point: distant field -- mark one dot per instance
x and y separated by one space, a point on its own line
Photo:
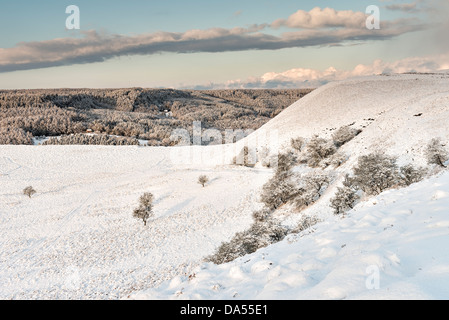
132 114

-=-=-=-=-

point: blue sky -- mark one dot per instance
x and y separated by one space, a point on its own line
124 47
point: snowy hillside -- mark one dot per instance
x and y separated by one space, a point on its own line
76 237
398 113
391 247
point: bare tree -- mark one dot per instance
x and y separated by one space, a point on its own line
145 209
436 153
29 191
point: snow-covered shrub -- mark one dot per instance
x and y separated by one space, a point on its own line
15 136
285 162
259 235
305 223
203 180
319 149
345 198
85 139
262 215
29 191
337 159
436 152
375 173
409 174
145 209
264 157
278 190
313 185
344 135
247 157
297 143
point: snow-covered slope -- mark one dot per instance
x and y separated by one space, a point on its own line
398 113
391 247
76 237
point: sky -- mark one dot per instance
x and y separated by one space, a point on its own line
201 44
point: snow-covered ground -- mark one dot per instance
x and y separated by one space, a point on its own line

-=-=-=-=-

GIVEN PROBLEM → Return every line from the items above that contains the word "covered".

CORRECT RESULT →
point: snow-covered shrub -- mark one dot per instance
point: snow-covered slope -- mark one dot per instance
point: snow-covered ground -- mark one dot per instance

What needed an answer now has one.